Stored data
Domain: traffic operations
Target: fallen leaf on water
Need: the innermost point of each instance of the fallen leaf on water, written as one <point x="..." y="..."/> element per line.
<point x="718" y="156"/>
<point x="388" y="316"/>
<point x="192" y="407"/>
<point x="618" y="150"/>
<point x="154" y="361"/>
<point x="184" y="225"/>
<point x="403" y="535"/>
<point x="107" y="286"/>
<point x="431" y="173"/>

Problem description
Repeat the entries above line for line, with no changes.

Reply
Domain: traffic operations
Target: fallen leaf on water
Need: the innermost point of each instance of the fallen leaf on water, written as one <point x="..." y="..."/> element per line.
<point x="718" y="156"/>
<point x="388" y="316"/>
<point x="192" y="407"/>
<point x="618" y="150"/>
<point x="154" y="361"/>
<point x="184" y="225"/>
<point x="403" y="535"/>
<point x="107" y="286"/>
<point x="431" y="173"/>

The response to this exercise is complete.